Records supplied:
━━━

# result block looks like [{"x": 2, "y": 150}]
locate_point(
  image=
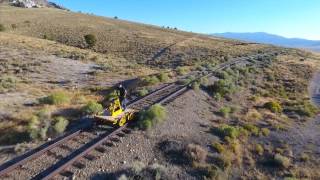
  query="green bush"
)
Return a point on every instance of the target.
[
  {"x": 57, "y": 98},
  {"x": 90, "y": 40},
  {"x": 149, "y": 118},
  {"x": 182, "y": 71},
  {"x": 259, "y": 149},
  {"x": 2, "y": 28},
  {"x": 227, "y": 131},
  {"x": 265, "y": 131},
  {"x": 252, "y": 129},
  {"x": 163, "y": 77},
  {"x": 281, "y": 161},
  {"x": 196, "y": 153},
  {"x": 92, "y": 108},
  {"x": 39, "y": 124},
  {"x": 225, "y": 111},
  {"x": 60, "y": 125},
  {"x": 273, "y": 106},
  {"x": 222, "y": 87},
  {"x": 218, "y": 147}
]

━━━

The task:
Swap "green bush" for "shrub" throughout all the rows above and give them again with everything else unchanged, leaving out the pictures.

Written reply:
# result block looks like [{"x": 2, "y": 150}]
locate_point(
  image=
  query="shrub"
)
Return a point on every instance of the target.
[
  {"x": 57, "y": 98},
  {"x": 90, "y": 40},
  {"x": 149, "y": 118},
  {"x": 182, "y": 71},
  {"x": 259, "y": 149},
  {"x": 2, "y": 28},
  {"x": 227, "y": 131},
  {"x": 265, "y": 131},
  {"x": 252, "y": 129},
  {"x": 163, "y": 77},
  {"x": 281, "y": 161},
  {"x": 196, "y": 153},
  {"x": 92, "y": 108},
  {"x": 39, "y": 124},
  {"x": 225, "y": 111},
  {"x": 60, "y": 125},
  {"x": 273, "y": 106},
  {"x": 222, "y": 87},
  {"x": 218, "y": 147}
]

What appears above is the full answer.